### Texte fourni
Il en est qui profitent du conflit et abusent des Mauriciens sous-alimentés273. Certaines échoppes pratiquent des prix exorbitants, ce qui accable un peu plus une population déjà en proie aux incertitudes de la guerre. C’est notamment le cas dans les boulangeries où des petits pains individuels, en deçà du poids réglementaire de 28 grammes, se vendent à des coûts exagérés (on diminue les doses de farine afin de profiter de l’envolée du prix)274. L’importation du riz (principale denrée consommée par les Mauriciens mais non cultivée dans l’île275) cause beaucoup de soucis. Le ravitaillement est fortement perturbé par le conflit en Asie : le Japon occupe des régions rizicoles majeures, comme la Birmanie. L’huile ainsi que la viande font également défaut ; la pêche peu développée ne suffit pas à compenser les manques276. La population souffre de ces pénuries.

### Informations extraites
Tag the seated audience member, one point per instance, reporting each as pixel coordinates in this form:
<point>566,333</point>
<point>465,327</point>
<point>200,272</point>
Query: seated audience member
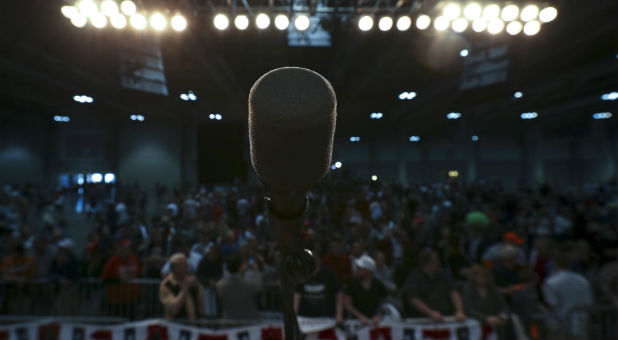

### Consigne
Prolongez le texte sur les pénuries alimentaires à l'île Maurice pendant la guerre en reprenant juste après sa dernière phrase.

### Réponse rédigée
Pour y remédier, l’administration relance les cultures vivrières encore peu courantes. Ceci est censé contrebalancer les effets des restrictions dues au conflit en mettant en avant l’autosuffisance de la colonie. Le fonctionnaire chargé du développement de la production locale, le « Contrôleur des vivres », en appelle dans Advance au bon sens des Mauriciens afin qu’ils se concentrent sur les cultures vivrières : manioc, patate et maïs qui peuvent aisément pousser dans l’île277. Londres fait aussi acheminer, autant que la guerre et les difficultés de transport le permettent, des vivres (essentiellement du manioc de Madagascar et de la farine d’Australie278). Cependant, en comparaison de la situation d’autres pays durant la Seconde Guerre mondiale, la pénurie en denrées alimentaires ne fut pas aussi critique à Maurice. Mais, on peut penser que les citadins ont connu plus de difficultés à se nourrir que les ruraux qui, pour beaucoup, possèdent de petits lopins de terre cultivés en fruits et légumes. Vivant en ville et, pour la plupart, dépourvus de terres les Créoles figurent sans doute parmi les Mauriciens les plus affectés par la guerre. De plus, avec le sucre qui rapporte peu, le secteur des services et de l’artisanat (où ils sont majoritaires) fonctionne au ralenti. Les Créoles sont ainsi pénalisés doublement.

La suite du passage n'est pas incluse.